Copy out exactly the lines from the line containing "[tag] eyelash (a dot for each instance)" to the end of the listing.

================================

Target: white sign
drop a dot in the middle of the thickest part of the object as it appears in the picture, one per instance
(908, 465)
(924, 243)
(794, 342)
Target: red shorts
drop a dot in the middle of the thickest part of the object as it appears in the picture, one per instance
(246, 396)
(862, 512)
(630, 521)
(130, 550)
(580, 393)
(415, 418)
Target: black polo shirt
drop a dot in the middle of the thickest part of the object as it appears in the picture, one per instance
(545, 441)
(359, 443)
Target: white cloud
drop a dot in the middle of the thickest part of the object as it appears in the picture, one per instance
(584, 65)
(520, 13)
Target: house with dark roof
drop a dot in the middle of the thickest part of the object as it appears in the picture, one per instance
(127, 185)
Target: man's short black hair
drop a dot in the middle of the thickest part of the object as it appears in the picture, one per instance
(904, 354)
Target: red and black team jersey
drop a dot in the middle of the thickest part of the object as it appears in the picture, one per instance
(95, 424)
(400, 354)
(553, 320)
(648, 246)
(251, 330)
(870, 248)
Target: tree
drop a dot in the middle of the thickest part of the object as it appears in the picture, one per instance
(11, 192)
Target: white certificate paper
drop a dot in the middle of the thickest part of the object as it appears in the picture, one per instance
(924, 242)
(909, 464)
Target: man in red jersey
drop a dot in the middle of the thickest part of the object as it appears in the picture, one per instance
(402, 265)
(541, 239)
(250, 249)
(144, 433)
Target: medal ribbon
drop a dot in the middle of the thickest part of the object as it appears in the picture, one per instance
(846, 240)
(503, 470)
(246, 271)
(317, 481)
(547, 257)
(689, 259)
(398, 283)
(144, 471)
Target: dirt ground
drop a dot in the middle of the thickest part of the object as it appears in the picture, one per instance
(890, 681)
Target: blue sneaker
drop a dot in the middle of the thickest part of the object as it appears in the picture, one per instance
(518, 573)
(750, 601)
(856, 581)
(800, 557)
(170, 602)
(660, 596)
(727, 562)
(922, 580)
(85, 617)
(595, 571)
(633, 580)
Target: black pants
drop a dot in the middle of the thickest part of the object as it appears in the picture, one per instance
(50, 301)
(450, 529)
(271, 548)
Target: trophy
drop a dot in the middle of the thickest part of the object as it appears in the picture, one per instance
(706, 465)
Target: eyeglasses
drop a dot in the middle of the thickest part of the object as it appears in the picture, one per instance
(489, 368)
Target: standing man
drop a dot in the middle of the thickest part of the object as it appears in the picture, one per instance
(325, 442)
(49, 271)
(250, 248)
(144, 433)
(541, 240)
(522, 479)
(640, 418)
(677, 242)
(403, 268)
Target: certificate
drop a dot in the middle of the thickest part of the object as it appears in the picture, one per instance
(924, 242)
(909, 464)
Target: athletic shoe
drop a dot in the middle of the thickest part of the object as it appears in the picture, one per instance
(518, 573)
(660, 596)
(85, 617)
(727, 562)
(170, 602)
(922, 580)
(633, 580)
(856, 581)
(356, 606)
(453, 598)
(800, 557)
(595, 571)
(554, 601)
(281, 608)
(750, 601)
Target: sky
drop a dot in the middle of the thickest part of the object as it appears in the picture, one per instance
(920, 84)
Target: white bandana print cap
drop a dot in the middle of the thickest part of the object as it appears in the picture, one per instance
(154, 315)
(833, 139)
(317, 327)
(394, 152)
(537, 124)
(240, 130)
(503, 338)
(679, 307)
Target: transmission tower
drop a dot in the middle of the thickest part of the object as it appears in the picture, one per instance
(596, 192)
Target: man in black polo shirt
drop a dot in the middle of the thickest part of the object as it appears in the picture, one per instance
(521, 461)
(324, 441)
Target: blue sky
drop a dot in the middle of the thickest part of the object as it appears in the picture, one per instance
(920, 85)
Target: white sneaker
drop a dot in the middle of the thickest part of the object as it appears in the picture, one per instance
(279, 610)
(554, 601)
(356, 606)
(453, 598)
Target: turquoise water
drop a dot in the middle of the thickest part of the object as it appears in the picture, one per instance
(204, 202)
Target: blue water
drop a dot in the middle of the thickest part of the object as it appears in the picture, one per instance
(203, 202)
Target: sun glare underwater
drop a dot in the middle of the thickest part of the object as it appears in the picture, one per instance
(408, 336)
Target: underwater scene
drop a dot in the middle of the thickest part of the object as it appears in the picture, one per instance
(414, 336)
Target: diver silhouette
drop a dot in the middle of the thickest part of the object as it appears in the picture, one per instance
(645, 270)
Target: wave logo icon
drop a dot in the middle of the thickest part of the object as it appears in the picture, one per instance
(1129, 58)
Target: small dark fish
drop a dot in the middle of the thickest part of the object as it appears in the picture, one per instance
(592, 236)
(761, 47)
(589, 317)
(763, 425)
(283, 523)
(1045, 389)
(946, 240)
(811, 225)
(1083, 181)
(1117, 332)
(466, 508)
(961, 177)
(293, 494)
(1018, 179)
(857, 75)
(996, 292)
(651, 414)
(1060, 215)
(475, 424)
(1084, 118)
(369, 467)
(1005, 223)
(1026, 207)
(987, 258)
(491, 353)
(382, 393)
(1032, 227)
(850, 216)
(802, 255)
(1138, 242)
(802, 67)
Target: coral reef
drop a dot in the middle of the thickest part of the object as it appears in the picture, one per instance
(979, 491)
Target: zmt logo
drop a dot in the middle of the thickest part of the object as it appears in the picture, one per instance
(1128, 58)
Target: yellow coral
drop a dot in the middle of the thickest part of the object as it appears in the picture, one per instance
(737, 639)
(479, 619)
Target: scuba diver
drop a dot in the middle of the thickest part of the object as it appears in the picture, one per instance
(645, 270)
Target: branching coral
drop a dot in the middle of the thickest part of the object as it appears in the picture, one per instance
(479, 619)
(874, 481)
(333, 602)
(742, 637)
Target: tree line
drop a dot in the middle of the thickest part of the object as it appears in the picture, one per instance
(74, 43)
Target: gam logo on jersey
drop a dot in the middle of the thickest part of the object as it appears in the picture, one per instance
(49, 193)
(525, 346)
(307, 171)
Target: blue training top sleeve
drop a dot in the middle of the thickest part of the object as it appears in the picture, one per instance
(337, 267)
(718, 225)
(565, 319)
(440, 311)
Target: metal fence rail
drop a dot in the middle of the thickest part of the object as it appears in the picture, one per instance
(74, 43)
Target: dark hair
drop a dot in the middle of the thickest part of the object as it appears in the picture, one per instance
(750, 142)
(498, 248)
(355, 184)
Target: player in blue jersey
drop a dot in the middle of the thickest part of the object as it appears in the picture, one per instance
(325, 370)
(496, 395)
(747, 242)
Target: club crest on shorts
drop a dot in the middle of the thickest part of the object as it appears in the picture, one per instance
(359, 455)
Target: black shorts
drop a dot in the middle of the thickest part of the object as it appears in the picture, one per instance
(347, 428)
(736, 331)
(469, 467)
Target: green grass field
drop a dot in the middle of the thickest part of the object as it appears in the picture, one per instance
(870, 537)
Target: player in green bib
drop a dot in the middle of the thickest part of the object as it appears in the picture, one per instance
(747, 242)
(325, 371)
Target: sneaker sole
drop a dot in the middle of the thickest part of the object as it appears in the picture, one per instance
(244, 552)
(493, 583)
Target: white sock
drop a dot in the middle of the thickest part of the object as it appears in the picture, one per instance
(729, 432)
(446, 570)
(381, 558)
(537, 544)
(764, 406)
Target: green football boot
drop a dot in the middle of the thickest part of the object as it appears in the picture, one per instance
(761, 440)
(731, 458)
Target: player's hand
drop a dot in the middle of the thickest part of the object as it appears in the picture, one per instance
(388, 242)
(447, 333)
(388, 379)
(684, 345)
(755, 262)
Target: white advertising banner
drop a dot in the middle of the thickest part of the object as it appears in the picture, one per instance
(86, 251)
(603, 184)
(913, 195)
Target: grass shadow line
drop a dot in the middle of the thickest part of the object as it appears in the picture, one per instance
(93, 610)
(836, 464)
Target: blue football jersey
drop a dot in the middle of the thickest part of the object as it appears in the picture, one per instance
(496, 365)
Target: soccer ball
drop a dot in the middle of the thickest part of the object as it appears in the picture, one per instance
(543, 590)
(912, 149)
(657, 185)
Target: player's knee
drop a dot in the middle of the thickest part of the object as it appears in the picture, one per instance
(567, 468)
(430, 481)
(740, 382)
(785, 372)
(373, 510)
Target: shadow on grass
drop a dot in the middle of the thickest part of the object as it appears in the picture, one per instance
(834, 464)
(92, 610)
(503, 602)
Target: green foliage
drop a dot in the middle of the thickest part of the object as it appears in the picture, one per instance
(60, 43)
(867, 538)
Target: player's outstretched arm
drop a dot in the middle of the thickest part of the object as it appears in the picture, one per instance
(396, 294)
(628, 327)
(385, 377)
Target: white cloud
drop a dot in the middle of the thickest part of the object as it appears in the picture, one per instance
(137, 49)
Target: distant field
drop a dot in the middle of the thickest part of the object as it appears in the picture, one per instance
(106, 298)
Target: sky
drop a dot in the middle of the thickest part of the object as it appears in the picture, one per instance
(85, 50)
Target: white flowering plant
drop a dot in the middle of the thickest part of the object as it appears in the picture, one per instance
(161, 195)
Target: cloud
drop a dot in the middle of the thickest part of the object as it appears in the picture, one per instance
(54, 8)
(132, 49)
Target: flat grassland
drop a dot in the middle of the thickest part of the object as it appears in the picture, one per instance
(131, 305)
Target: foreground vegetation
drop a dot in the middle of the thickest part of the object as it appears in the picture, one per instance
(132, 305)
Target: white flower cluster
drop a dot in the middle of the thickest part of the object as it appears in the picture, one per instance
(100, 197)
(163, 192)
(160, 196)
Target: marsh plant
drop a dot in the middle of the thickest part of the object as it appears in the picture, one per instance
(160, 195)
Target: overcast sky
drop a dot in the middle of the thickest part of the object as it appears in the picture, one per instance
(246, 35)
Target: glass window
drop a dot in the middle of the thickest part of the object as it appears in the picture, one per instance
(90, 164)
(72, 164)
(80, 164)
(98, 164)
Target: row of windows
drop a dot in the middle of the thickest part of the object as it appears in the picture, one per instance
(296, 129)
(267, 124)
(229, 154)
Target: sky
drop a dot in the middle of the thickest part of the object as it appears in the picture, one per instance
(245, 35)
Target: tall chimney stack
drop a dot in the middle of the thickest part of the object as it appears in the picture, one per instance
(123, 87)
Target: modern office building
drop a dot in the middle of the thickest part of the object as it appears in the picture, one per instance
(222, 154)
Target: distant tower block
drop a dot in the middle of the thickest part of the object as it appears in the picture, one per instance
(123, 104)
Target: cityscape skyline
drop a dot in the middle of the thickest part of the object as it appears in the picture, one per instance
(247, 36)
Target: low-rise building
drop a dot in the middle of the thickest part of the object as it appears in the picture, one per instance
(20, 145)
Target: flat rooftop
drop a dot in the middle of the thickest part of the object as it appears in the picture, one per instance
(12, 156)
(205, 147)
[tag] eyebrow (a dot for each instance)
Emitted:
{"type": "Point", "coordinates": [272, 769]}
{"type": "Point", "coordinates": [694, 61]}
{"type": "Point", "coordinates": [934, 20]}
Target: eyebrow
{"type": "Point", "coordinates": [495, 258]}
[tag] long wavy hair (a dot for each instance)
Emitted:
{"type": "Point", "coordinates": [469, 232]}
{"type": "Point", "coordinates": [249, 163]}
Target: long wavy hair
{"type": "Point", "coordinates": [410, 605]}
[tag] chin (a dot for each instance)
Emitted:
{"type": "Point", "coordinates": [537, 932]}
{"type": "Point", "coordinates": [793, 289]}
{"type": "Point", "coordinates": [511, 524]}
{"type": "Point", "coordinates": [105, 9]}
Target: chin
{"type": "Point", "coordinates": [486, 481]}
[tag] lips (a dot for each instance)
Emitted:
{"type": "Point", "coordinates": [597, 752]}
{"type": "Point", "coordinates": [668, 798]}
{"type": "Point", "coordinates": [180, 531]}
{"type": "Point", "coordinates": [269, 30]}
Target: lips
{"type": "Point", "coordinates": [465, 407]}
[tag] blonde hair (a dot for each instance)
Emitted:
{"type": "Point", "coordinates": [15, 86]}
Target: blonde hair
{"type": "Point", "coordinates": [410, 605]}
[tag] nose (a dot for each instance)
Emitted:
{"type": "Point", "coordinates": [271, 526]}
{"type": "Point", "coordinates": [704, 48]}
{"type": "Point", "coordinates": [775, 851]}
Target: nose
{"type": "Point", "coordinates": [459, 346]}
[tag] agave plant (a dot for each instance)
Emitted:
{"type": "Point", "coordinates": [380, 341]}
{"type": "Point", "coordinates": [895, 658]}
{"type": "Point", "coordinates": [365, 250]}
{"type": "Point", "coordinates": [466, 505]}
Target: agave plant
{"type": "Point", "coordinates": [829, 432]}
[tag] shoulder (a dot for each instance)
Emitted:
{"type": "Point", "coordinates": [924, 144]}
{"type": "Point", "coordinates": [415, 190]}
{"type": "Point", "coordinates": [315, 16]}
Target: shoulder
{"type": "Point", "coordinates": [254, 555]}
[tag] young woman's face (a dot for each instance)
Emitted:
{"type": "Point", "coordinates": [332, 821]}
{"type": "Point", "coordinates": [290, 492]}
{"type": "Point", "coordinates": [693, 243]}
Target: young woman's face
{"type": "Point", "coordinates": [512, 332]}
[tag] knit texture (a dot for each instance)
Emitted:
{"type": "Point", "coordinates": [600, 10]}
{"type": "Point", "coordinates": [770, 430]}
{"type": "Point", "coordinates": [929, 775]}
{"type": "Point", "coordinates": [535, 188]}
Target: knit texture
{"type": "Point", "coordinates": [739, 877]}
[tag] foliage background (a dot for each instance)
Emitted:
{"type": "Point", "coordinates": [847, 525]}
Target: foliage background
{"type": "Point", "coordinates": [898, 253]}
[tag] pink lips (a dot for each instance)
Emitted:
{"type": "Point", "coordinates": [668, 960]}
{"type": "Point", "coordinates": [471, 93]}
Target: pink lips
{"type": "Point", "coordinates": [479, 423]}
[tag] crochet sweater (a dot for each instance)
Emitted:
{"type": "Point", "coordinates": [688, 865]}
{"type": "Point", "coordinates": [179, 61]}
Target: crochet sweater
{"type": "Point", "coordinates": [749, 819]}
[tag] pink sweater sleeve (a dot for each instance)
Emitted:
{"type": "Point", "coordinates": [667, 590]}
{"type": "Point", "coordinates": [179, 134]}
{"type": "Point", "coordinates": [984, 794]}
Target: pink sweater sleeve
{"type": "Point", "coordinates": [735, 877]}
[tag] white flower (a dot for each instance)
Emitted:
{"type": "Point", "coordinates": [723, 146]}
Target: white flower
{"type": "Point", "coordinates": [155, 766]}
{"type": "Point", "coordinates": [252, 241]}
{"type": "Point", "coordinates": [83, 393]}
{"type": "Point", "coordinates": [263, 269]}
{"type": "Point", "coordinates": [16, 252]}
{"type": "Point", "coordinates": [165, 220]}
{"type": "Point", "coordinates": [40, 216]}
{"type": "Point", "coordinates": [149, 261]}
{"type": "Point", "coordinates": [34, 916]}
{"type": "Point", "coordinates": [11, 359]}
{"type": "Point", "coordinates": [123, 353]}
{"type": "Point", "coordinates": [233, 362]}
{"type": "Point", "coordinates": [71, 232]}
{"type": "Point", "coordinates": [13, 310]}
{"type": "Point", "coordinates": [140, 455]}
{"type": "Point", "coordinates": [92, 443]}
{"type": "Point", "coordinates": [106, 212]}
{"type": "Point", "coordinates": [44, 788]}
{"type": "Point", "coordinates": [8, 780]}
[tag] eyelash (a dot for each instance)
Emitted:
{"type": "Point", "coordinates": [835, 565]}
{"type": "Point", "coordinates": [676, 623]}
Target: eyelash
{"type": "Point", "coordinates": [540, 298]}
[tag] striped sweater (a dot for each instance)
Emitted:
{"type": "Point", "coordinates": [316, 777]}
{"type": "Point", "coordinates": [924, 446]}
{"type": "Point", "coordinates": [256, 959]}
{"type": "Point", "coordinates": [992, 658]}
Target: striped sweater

================================

__Full solution__:
[tag] eyelash (a dot for each instance)
Emitted:
{"type": "Point", "coordinates": [835, 565]}
{"type": "Point", "coordinates": [676, 623]}
Target: eyelash
{"type": "Point", "coordinates": [540, 298]}
[tag] striped sweater (a dot for each instance)
Emitted:
{"type": "Point", "coordinates": [316, 777]}
{"type": "Point", "coordinates": [924, 446]}
{"type": "Point", "coordinates": [256, 959]}
{"type": "Point", "coordinates": [992, 658]}
Target: striped sweater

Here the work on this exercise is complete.